## WORK TASK 1:
Answer these from the text about adopting a pet on a budget:
(a) How old was Howie in his first photo at the shelter?
(b) How much money is put aside each month for his vet visits, immunizations, and flea and tick prevention medications?
(c) What does the text recommend doing instead of paying for obedience training?
## WORK TASK 2:
Extend the text about adopting a pet on a budget, picking up after its final sentence.

## TEXT:
◇ ◇ ◇

Left: His first photo at the shelter, 8 weeks old. Right: Enjoying our anniversary camping trip last month.
I can’t believe how quickly time flies.
We made the decision to adopt a pet right after we moved to a new place. We were just beginning to live frugally out of necessity, but we managed to bring a pet into our family without sacrificing our budget.
It was absolutely one of the best decisions we’ve made. Howie has brought us nothing but joy, companionship, and comfort in some of our darkest times. He’s truly a part of the family.
Despite the horror stories you hear about pet expenses, rescuing a pet can be frugal. As long as you plan ahead for their vet care by saving a little each month and work necessities like food into your budget, it’s really not a huge burden.
That’s not to say caring for a pet is free. We spend about $350 a year on Howie’s vet care alone. But it’s absolutely worthwhile, and like anything else, you can reduce the burden by planning ahead. We put aside $25 a month for his vet visits, immunizations, and flea and tick prevention medications. We buy his medications at 1800PetMeds to save money, and we make his immunization appointments on Thursdays when our vet offers a 20% discount for shots.
If you’re committed to bringing a pet into your family without blowing your budget, all it takes is a little work and planning.
Here are some additional tips I’ve learned over the past two years:
Don’t pay for obedience training.
The biggest commitment for the first year with your puppy isn’t money; it’s time. If you don’t have the time to properly train your dog, then I don’t recommend getting one. You can’t teach your dog manners in an hour a week at obedience school, and you’ll only end up wasting your money. Instead, invest in a book on dog training and spend your time working with him.

◇ ◇ ◇

## DATA FOR REVIEW:

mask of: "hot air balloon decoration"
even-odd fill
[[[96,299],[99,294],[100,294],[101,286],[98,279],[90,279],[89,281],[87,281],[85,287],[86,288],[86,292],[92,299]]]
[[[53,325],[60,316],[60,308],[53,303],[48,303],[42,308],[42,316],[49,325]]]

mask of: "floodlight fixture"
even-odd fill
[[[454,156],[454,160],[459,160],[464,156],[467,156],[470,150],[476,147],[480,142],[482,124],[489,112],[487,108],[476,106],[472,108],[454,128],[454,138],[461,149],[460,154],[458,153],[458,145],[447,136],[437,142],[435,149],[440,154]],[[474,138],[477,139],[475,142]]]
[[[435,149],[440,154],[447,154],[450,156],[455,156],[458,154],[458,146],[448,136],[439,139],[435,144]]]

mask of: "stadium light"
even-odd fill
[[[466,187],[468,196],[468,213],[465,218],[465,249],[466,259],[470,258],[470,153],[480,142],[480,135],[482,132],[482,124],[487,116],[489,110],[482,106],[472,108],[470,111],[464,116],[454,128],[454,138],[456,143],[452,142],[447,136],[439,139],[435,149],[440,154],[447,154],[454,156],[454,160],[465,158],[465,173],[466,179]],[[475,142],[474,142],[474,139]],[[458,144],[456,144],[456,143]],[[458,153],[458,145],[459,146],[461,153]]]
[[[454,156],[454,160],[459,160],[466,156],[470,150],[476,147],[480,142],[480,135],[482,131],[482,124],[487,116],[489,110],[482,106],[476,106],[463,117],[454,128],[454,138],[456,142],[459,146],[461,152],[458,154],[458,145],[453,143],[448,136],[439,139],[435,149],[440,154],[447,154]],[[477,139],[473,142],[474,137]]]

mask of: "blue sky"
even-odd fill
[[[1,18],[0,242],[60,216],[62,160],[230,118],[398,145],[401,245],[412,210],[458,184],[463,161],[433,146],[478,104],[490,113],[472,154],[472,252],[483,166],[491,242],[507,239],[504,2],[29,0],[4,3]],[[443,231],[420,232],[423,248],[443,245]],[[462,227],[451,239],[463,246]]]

◇ ◇ ◇

## EXERCISE ANSWER 1:
(a) 8 weeks old.
(b) $25 a month.
(c) Invest in a book on dog training and spend your time working with him.

## EXERCISE ANSWER 2:
Pet health insurance is a waste of money.
It seems tempting to insure your new pet’s health, but with all the loopholes it’s just not worth it. Often times you’ll spend hundreds a year on premiums only to discover your pet’s claim isn’t covered. Instead, save a little each month for routine care and keep building your emergency fund. If disaster strikes your pet, I’d consider that an acceptable reason to dip into your emergency savings.
Don’t be cheap when it comes to caring for your pet.
We choose to save money by planning instead of skimping. It’s okay to shop around for the lowest price on quality dog food, but don’t buy the cheap, low-quality stuff just to save a few bucks. Don’t avoid preventative veterinary care to save money, either. In the end, it will end up costing you more to deal with the problems it causes. And if you’re going out of town, spend a little extra for a reputable boarding facility. Your pet depends on you for the best possible care. If you can’t afford to give it to him, then you can’t afford a pet.